_CHALLENGE 1:_ Please list every hyphenated word in the blog excerpt.
_CHALLENGE 2:_ How many lines of the rows contain the word "cover"? Reply with the number alone.

_QUOTED PASSAGE:_
☆ ☆ ☆ ☆ ☆ ☆ ☆
But the main reason this so-called parody fails is the same folks most likely to slap the coexist bumper sticker on their cars are also the least likely to pay any attention to the “satirists” and their little cadre of apologists.

They're also far more likely to be actually doing things to promote coexistence, rather than hammering out eleventeen blog posts per day laden with manufactured outrage and cognitive dissonance, which doesn't get anyone anywhere.

November 23, 2007

For the record

While I'm duly flattered that the Journal-Sentinel's Tim Cuprisin done gimme some link lovin' over yonder, I'm afraid I have to take exception to his characterization of my being "up in arms."

I ain't up in arms, I'm bemused by the innumerable layers of irony, which you practically need a spreadsheet to keep track of. The little episode has also spawned some of the funniest expressions of faux-outrage and self-righteous blather I've seen in weeks.

One can start by having a gander at a trio of posts, starting with this one, put up by the Brew City Brawler today.

If I was so inclined, I'd say that letter from the Interfaith Conference was a Gift From God Her/Himself, given that its recipient and his clownish acolytes are apparently milking it for all its worth.

November 21, 2007

The bumper sticker Nazis

I couldn't resist having a peek at the apologia pursuant to the purportedly parodic defacement of this bumper sticker after reading Milwaukee journalist James Rowen's interesting post here.
☆ ☆ ☆ ☆ ☆ ☆ ☆
_DATASET RECORDS:_
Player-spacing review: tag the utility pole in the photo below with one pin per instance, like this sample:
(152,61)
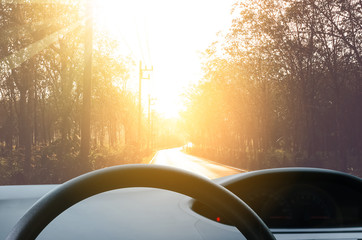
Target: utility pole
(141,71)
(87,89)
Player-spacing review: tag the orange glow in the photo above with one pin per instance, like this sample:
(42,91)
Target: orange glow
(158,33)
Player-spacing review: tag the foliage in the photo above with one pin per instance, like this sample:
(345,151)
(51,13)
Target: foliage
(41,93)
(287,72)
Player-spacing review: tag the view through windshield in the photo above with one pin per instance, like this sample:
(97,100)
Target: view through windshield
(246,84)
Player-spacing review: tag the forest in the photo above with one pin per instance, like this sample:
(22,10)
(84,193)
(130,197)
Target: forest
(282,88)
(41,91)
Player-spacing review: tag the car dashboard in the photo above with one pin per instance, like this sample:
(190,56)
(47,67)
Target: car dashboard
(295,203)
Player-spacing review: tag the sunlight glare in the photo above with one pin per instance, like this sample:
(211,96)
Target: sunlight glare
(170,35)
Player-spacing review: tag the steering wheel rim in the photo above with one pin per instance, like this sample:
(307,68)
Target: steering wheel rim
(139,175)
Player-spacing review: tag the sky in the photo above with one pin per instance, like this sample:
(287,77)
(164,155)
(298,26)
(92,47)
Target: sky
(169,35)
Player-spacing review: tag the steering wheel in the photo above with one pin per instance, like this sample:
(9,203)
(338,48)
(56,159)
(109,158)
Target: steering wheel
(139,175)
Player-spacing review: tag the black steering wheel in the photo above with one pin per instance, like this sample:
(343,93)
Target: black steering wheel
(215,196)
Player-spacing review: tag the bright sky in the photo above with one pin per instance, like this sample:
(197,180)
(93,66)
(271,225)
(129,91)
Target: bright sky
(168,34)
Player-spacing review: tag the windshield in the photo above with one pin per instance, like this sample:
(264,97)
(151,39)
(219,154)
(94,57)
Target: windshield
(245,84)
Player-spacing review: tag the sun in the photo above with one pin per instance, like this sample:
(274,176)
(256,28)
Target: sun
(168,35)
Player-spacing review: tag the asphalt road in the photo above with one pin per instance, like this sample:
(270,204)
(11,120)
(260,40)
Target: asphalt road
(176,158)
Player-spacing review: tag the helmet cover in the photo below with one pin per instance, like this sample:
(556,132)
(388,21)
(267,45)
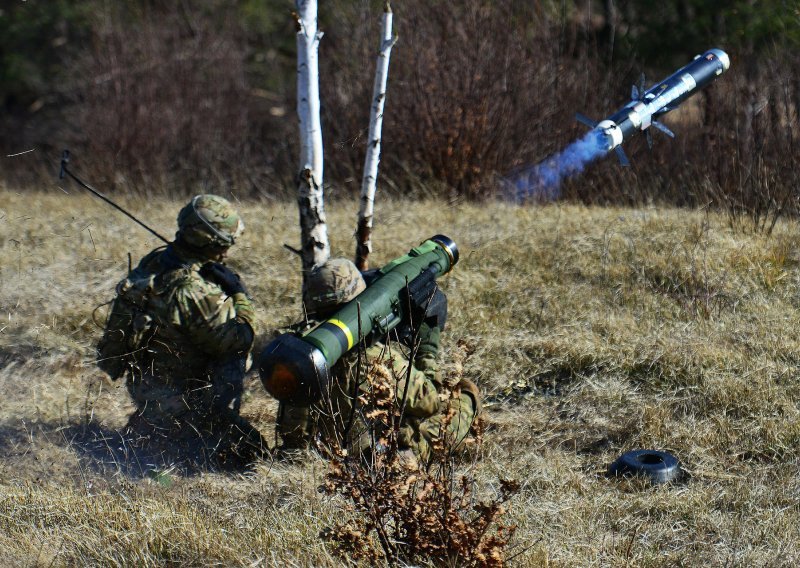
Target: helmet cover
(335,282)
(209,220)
☆ ☆ ☆ ☆ ☆ ☆ ☆
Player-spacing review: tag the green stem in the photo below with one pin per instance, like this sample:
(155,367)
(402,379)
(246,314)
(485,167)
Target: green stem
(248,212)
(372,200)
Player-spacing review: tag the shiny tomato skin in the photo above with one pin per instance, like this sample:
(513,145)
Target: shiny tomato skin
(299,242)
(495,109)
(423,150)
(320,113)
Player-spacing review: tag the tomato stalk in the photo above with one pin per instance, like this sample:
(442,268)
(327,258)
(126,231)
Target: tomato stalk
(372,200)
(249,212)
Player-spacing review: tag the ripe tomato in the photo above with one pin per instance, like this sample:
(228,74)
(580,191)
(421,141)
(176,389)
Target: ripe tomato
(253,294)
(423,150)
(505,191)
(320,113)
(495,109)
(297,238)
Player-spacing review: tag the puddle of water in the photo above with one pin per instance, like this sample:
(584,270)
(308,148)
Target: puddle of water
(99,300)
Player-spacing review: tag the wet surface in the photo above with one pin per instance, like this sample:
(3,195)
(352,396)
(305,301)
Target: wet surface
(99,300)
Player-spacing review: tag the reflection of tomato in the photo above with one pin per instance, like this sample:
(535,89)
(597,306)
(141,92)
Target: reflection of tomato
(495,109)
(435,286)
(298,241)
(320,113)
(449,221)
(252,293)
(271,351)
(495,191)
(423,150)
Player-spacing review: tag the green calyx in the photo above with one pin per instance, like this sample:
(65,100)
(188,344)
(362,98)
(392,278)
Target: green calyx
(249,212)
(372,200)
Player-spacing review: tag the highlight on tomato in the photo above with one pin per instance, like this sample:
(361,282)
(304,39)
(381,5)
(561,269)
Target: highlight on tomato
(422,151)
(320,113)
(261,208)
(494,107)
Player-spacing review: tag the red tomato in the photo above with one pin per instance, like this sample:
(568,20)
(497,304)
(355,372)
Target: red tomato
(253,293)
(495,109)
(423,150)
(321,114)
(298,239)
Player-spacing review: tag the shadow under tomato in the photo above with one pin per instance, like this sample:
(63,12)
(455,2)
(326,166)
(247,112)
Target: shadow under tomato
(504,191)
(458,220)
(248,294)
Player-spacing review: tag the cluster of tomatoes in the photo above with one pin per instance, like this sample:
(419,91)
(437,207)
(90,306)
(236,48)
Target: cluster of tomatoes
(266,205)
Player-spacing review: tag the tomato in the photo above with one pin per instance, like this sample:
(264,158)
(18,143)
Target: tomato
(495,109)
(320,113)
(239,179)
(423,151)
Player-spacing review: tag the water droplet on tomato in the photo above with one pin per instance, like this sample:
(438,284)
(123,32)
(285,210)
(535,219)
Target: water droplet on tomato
☆ ☆ ☆ ☆ ☆ ☆ ☆
_COMPLETE ANSWER 1:_ so-called, Journal-Sentinel, faux-outrage, self-righteous

_COMPLETE ANSWER 2:_ 2